Stored data entries:
──────

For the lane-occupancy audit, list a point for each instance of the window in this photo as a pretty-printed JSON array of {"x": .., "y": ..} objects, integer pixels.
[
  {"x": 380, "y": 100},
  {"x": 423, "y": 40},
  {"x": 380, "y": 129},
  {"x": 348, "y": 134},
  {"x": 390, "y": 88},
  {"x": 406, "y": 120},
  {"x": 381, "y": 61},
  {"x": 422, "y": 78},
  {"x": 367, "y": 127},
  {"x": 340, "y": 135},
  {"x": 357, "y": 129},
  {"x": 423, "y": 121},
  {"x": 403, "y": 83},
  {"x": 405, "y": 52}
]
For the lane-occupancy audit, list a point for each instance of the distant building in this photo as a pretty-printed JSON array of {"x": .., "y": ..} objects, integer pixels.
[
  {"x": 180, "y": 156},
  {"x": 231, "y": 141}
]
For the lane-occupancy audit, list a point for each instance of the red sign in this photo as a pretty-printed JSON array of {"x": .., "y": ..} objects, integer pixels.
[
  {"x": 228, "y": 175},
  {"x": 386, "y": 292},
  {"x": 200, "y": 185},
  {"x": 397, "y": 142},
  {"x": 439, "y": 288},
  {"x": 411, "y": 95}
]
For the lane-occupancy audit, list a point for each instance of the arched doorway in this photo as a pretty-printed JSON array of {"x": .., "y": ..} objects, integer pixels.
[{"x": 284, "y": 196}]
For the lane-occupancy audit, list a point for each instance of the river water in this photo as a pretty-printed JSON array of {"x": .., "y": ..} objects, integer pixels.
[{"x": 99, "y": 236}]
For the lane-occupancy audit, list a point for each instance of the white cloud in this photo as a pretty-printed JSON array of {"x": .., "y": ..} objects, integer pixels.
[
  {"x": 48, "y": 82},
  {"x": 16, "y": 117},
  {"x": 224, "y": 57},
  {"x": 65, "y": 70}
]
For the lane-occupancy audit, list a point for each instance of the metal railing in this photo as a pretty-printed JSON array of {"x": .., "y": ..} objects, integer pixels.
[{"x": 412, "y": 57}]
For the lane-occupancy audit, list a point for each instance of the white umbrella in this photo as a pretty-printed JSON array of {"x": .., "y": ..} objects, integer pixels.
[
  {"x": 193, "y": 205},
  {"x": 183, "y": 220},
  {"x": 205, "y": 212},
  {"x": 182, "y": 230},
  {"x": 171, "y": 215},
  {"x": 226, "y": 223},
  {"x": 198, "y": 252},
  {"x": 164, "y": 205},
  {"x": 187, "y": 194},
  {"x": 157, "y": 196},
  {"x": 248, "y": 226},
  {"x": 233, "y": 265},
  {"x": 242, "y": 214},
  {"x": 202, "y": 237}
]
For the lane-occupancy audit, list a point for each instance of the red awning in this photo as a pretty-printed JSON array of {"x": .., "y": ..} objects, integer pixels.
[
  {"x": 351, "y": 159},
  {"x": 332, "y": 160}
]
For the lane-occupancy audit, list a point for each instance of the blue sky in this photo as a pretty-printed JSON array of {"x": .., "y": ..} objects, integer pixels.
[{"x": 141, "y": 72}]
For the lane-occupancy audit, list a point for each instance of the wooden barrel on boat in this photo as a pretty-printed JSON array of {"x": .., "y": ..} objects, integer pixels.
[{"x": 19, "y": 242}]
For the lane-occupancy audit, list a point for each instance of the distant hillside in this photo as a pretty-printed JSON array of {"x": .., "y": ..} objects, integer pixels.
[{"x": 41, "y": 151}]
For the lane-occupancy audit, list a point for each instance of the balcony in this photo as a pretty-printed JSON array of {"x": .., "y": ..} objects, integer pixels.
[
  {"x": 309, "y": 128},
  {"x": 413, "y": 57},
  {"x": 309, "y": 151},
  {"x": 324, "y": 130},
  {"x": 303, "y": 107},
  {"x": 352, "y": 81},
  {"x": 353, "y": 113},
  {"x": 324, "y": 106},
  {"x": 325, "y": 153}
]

──────

Work instruction:
With nothing left out, transcribe the records above exactly.

Task answer:
For the lane-occupancy audit, list a point for each instance of the window in this photo as a pretty-printed JSON array of {"x": .., "y": ..} objects, integer pixels.
[
  {"x": 380, "y": 100},
  {"x": 423, "y": 40},
  {"x": 380, "y": 129},
  {"x": 348, "y": 134},
  {"x": 390, "y": 88},
  {"x": 406, "y": 120},
  {"x": 381, "y": 61},
  {"x": 422, "y": 78},
  {"x": 367, "y": 127},
  {"x": 340, "y": 135},
  {"x": 357, "y": 129},
  {"x": 423, "y": 121},
  {"x": 403, "y": 83},
  {"x": 405, "y": 52}
]
For the lane-occupancy audit, list a point for each instance of the distant building in this photo as a pretty-printed JSON array of {"x": .., "y": ..} objects, integer pixels.
[
  {"x": 180, "y": 156},
  {"x": 231, "y": 141}
]
For the lane-occupancy audit, list a point for each instance of the red sign in this photo as a pretty-printed JSON array of {"x": .., "y": ..} objects, integer pixels.
[
  {"x": 228, "y": 175},
  {"x": 386, "y": 292},
  {"x": 200, "y": 185},
  {"x": 397, "y": 142},
  {"x": 439, "y": 288},
  {"x": 411, "y": 95}
]
For the lane-occupancy audit, list a point for each instance of the arched doorway in this photo as a pretty-printed JSON array of {"x": .., "y": ..} objects, integer pixels.
[{"x": 284, "y": 196}]
For the lane-occupancy audit, list a point for each instance of the river water in this photo as a pretty-printed JSON array of {"x": .., "y": ..} objects, integer pixels.
[{"x": 99, "y": 236}]
For the lane-occupancy audit, list a point for each instance of the white cloud in this photo as a pretty-printed JSON array of {"x": .., "y": ..} objects, integer pixels.
[
  {"x": 48, "y": 82},
  {"x": 16, "y": 117},
  {"x": 224, "y": 57},
  {"x": 65, "y": 70}
]
For the lane-occupancy audit, list a point for each instance of the metal railing in this photo as a pretty-printed JSON array of {"x": .., "y": ..} objects, integer pixels.
[{"x": 412, "y": 57}]
For the lane-occupancy audit, list a point for each instance of the white umbrella in this photo as a pretty-printed JSON array of {"x": .., "y": ..} objects, integer pixels.
[
  {"x": 193, "y": 205},
  {"x": 183, "y": 220},
  {"x": 205, "y": 212},
  {"x": 182, "y": 230},
  {"x": 171, "y": 215},
  {"x": 226, "y": 223},
  {"x": 198, "y": 252},
  {"x": 164, "y": 205},
  {"x": 187, "y": 194},
  {"x": 157, "y": 196},
  {"x": 248, "y": 226},
  {"x": 233, "y": 265},
  {"x": 242, "y": 214},
  {"x": 202, "y": 237}
]
For the lane-occupancy audit, list a point for each instance of the red awning in this photo as a pretty-printed JSON array of {"x": .., "y": ..} objects, integer pixels.
[
  {"x": 351, "y": 159},
  {"x": 332, "y": 160}
]
For the lane-occupancy audit, list a point for each instance of the blue sky in this photo as a pretty-printed JSON array of {"x": .., "y": ..} objects, integer pixels.
[{"x": 141, "y": 72}]
For the lane-occupancy audit, list a point for each instance of the wooden barrel on boat in this photo as a pretty-printed JSON array of {"x": .., "y": ..} objects, integer pixels.
[{"x": 19, "y": 242}]
For the lane-occupancy audit, list a point for each instance of the distant hillside in this photo as a pretty-printed JSON array of {"x": .., "y": ..} objects, integer pixels.
[{"x": 41, "y": 151}]
For the lane-occupancy audit, list a point for each instance of the balcony in this photo as a pretty-printed JSON array of {"x": .., "y": ..} objects, integer pixels.
[
  {"x": 309, "y": 128},
  {"x": 413, "y": 57},
  {"x": 309, "y": 151},
  {"x": 324, "y": 130},
  {"x": 303, "y": 107},
  {"x": 352, "y": 81},
  {"x": 353, "y": 113},
  {"x": 324, "y": 106},
  {"x": 325, "y": 153}
]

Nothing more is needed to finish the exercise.